## PROBLEM TO SOLVE
How many lines in the entries below contain the word "camera"? Give only the number.

[Dataset excerpt]
= = = = = = =

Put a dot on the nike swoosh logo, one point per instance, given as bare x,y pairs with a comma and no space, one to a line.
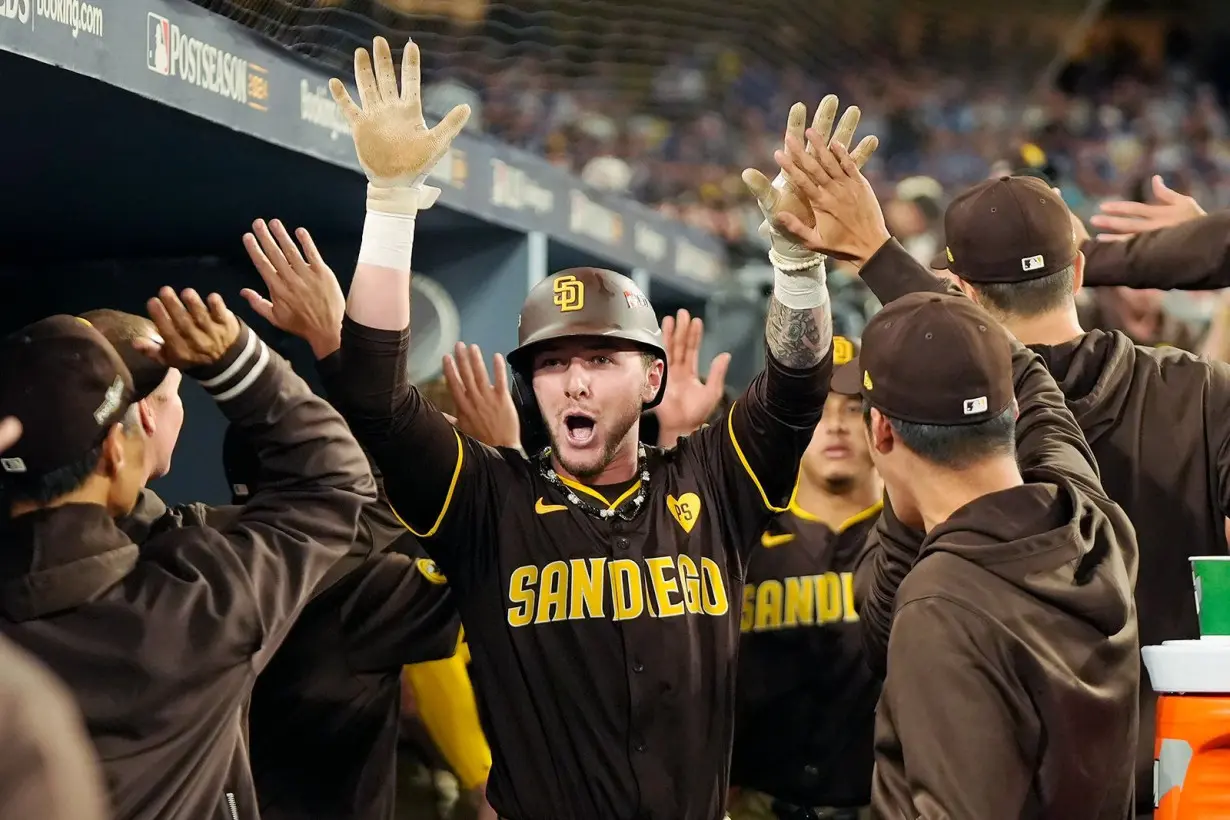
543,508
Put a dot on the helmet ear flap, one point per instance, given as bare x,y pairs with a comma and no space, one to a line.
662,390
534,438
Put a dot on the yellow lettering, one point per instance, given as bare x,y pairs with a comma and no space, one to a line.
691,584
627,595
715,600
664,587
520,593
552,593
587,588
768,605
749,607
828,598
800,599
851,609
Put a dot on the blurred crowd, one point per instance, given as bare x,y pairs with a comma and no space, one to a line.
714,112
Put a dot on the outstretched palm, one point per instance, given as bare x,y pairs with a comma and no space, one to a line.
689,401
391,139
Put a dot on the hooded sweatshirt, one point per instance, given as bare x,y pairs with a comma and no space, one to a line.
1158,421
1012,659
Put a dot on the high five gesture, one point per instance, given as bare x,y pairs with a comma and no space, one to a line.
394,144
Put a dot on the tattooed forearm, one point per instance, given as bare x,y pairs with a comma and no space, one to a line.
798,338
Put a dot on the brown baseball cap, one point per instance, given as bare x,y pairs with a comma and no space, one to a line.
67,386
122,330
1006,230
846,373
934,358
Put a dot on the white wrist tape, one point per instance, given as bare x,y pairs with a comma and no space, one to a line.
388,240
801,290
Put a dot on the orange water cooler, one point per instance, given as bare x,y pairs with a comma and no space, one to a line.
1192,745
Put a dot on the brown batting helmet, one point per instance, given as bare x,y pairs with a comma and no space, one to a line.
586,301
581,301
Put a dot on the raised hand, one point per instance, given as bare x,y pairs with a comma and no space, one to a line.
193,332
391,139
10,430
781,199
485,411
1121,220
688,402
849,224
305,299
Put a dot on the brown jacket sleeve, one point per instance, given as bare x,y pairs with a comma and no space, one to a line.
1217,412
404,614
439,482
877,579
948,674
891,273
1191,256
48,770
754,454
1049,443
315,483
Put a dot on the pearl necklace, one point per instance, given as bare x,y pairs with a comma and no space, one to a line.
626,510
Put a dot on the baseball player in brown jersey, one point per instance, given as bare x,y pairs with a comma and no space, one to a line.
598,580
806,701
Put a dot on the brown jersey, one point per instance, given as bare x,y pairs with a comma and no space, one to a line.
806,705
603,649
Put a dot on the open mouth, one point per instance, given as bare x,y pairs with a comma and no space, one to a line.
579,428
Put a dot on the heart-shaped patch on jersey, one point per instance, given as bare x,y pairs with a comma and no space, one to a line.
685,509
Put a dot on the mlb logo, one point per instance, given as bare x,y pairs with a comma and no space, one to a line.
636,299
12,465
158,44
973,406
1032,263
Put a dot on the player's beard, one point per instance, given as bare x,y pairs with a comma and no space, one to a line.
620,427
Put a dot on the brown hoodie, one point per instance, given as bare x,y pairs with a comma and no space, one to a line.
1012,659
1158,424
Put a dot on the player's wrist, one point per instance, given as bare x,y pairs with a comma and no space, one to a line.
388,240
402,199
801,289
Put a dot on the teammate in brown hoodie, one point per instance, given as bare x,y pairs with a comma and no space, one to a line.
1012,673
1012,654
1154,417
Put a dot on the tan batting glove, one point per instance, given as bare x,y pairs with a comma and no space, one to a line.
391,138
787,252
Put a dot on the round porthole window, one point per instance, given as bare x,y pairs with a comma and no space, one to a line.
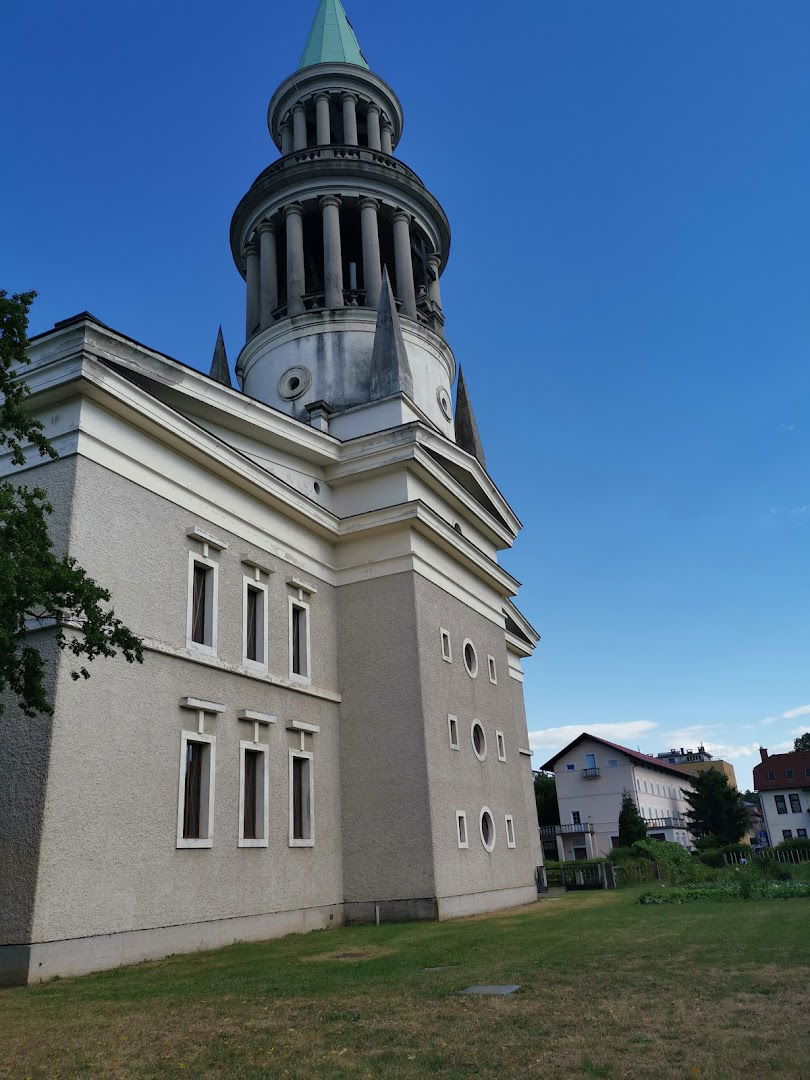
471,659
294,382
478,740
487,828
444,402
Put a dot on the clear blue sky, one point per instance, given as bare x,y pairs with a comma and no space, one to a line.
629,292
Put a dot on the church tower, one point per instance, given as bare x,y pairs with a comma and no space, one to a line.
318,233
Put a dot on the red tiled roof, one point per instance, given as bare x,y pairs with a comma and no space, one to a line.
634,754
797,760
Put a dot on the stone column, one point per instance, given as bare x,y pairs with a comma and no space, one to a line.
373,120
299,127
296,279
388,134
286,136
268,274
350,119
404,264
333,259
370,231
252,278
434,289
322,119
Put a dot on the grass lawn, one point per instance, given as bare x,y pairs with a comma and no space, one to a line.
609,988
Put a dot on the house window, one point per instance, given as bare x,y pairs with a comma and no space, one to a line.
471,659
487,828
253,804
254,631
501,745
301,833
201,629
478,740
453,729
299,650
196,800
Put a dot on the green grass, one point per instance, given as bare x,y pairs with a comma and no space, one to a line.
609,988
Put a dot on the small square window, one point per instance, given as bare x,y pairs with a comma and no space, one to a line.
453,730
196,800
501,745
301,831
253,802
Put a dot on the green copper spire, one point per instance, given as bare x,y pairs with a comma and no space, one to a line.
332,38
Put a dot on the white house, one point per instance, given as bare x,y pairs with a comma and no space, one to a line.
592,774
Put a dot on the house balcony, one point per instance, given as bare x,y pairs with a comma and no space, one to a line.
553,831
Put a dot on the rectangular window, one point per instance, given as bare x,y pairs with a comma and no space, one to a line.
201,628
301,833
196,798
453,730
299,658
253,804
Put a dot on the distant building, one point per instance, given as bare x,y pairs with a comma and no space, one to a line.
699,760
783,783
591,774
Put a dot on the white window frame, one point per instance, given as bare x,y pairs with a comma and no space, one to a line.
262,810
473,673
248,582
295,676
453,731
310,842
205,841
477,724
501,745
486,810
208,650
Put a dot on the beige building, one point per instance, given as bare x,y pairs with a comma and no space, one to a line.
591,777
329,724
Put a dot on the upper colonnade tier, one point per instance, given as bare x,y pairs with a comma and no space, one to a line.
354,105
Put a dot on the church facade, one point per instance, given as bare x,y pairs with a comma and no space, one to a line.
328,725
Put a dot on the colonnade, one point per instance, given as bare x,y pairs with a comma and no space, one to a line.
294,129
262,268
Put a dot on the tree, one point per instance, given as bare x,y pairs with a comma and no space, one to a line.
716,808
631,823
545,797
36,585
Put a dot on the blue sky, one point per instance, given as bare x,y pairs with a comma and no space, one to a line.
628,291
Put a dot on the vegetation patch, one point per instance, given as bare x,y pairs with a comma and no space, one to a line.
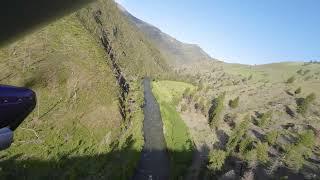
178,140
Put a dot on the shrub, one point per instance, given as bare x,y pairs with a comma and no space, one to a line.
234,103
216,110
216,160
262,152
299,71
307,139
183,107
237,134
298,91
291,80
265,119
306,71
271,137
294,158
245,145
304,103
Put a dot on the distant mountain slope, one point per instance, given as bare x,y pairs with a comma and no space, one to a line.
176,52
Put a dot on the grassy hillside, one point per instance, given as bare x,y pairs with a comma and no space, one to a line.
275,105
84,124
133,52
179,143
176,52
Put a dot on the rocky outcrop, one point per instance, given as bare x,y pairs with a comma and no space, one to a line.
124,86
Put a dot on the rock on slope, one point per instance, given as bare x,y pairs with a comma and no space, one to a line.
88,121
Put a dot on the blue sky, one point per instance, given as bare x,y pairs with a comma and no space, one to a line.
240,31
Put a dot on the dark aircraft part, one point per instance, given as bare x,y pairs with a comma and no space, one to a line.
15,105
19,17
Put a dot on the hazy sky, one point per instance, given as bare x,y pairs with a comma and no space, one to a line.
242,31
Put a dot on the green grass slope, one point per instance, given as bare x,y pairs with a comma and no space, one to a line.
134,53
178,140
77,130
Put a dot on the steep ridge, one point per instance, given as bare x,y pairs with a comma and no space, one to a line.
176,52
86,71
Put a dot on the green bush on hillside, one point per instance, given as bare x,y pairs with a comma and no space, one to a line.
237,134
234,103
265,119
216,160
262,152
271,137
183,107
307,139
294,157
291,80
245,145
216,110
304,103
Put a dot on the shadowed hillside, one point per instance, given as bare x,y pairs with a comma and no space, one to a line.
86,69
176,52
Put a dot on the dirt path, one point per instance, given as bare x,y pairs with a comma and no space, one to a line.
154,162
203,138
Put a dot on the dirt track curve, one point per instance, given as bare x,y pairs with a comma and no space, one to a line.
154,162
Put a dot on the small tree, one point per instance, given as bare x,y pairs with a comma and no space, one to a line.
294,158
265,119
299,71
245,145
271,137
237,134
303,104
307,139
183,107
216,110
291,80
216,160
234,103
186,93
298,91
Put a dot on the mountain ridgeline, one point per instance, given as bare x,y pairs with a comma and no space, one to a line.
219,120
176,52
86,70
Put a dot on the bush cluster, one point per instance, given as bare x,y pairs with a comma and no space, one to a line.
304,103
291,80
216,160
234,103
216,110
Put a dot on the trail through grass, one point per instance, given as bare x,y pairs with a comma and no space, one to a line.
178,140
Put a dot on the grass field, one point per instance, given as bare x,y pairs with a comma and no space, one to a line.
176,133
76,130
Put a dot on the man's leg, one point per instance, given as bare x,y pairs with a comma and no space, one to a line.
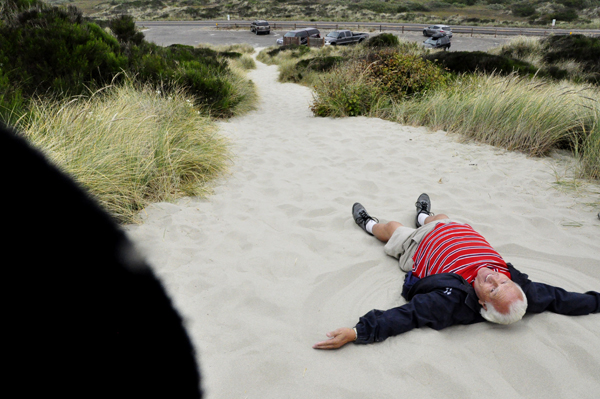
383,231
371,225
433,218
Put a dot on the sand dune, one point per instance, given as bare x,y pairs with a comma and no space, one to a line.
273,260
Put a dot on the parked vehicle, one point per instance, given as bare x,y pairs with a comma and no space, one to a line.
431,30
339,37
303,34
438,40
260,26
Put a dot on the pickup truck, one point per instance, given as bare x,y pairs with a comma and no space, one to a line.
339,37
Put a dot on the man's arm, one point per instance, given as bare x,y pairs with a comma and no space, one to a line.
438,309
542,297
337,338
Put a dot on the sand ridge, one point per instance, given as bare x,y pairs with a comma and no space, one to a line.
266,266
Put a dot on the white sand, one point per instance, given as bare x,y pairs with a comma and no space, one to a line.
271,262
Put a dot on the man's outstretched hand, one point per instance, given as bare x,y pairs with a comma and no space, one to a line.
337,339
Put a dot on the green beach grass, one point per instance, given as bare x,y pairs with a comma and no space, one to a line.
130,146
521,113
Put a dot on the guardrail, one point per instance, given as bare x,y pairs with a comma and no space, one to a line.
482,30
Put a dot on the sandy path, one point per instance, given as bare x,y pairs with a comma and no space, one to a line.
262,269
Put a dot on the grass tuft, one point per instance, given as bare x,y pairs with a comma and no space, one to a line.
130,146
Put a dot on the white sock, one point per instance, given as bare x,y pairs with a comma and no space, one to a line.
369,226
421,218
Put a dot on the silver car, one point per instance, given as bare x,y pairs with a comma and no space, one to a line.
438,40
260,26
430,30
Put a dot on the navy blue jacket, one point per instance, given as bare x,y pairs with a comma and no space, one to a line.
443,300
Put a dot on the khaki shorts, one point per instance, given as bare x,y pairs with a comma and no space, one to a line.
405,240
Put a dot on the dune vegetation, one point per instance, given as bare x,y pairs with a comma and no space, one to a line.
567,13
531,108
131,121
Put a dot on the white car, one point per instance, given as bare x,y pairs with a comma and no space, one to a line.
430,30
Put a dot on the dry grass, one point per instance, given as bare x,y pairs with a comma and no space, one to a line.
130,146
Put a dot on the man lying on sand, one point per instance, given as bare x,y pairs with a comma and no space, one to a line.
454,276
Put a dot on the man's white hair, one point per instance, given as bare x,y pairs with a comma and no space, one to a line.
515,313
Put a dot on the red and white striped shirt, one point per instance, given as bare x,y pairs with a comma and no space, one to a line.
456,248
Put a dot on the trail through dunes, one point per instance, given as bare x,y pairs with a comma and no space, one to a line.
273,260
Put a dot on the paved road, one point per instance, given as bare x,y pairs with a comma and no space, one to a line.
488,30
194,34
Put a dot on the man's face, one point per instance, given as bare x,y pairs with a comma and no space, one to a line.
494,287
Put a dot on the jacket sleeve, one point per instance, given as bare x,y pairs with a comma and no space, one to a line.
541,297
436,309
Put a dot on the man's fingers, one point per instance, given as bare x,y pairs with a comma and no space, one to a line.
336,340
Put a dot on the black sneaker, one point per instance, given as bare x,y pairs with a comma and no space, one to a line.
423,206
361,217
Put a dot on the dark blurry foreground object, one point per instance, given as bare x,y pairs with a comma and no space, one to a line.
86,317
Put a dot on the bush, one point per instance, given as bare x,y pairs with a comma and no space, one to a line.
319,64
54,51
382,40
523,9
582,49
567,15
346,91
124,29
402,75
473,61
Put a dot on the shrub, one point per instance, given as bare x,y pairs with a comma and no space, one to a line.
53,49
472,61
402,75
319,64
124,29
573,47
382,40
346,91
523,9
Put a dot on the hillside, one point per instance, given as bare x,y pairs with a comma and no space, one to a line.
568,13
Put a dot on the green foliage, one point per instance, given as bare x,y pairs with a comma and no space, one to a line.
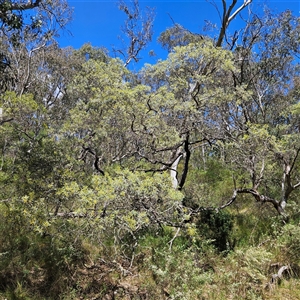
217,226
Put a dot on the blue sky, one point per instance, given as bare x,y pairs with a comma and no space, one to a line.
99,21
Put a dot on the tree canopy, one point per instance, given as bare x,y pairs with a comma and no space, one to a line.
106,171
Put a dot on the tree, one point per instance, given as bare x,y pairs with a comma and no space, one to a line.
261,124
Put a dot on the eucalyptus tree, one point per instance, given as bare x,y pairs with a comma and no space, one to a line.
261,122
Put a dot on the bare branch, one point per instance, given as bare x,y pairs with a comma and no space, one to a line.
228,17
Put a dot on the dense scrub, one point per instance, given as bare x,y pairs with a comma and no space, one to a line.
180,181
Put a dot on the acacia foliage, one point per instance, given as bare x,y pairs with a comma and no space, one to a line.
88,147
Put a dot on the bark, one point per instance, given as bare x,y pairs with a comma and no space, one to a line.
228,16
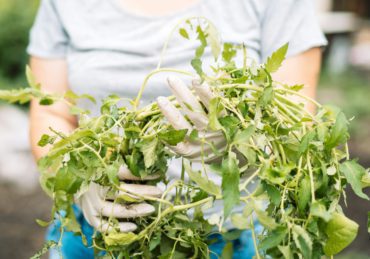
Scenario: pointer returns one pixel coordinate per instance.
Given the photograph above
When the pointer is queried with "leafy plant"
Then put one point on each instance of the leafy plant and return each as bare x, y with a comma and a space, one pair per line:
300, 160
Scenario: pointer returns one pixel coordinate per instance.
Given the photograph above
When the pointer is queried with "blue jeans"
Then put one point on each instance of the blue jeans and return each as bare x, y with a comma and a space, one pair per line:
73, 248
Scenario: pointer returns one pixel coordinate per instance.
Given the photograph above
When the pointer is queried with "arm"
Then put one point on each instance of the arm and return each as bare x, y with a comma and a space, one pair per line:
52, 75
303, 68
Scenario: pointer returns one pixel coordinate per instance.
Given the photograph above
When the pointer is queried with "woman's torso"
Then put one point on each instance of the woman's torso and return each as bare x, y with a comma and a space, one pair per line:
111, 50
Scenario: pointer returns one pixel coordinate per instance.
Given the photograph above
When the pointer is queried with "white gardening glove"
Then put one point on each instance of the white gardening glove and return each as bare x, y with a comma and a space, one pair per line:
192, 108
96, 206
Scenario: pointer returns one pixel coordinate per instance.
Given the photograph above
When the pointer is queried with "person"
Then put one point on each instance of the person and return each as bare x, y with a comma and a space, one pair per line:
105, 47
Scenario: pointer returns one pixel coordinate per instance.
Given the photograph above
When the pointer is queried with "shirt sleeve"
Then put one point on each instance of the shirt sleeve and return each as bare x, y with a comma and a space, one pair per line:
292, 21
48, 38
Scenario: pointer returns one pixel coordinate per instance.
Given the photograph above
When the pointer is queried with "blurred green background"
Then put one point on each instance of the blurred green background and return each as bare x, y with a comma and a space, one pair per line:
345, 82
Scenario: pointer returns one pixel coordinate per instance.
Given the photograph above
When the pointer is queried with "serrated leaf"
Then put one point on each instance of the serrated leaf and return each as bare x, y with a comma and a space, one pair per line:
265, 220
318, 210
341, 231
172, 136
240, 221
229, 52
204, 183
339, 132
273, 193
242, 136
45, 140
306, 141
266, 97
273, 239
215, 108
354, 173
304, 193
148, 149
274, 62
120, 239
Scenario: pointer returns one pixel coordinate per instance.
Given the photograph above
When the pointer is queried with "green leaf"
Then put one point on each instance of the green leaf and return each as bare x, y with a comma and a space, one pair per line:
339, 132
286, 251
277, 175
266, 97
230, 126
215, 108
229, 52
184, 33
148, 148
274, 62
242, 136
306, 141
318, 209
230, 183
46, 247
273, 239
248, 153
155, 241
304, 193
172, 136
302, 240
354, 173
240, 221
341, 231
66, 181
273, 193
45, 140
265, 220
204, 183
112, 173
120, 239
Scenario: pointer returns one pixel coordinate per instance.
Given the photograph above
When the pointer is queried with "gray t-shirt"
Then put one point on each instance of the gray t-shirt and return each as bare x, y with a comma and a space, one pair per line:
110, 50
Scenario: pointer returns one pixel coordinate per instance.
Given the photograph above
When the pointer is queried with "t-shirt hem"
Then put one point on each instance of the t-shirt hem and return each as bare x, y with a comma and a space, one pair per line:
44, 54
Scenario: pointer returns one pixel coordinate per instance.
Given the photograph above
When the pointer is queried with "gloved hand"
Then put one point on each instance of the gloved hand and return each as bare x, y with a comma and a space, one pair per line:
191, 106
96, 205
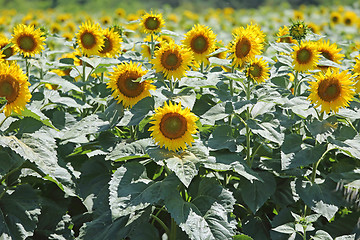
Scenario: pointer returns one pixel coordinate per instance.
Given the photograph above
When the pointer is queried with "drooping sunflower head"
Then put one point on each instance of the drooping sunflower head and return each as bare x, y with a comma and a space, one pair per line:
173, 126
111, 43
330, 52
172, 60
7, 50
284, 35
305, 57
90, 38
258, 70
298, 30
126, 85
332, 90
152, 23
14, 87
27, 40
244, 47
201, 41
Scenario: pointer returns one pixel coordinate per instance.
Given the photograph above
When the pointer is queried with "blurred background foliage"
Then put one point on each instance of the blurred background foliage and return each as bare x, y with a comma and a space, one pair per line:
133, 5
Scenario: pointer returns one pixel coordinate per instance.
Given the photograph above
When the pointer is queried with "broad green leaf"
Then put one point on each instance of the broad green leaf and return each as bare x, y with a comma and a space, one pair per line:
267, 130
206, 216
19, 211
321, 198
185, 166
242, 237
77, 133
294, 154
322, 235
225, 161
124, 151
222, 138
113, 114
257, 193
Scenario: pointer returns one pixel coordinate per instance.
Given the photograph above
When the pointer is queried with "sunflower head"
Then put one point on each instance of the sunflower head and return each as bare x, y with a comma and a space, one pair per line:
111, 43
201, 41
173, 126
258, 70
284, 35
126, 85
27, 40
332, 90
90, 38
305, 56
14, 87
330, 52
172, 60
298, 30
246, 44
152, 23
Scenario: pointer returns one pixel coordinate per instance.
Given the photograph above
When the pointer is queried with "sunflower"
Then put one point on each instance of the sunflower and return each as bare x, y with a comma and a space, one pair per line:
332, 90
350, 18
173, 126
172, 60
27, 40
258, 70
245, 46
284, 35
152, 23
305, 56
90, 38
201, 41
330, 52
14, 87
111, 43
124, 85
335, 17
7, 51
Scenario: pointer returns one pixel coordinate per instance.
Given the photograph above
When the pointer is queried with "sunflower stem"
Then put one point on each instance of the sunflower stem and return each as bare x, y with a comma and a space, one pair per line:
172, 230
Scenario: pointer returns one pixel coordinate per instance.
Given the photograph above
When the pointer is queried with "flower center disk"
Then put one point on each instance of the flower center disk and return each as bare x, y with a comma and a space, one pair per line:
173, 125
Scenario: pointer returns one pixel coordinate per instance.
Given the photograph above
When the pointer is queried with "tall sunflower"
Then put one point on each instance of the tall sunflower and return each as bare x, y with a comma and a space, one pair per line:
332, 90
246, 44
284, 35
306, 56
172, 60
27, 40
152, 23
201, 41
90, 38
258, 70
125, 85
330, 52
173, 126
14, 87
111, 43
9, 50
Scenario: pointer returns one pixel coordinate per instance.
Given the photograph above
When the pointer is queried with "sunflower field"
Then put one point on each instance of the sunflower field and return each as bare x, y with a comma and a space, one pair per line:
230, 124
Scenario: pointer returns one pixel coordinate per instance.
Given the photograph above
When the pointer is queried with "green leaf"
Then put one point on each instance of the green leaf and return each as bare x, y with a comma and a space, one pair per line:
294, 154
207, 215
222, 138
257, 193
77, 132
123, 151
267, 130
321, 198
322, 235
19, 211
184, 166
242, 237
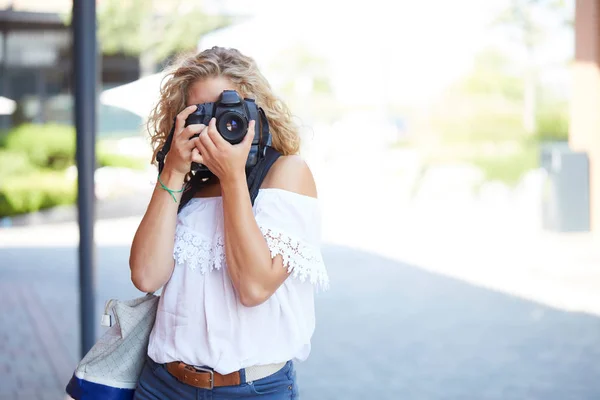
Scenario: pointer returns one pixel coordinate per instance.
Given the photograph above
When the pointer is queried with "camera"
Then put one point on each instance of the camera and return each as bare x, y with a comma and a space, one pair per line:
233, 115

= = = = = = =

## TASK RESULT
2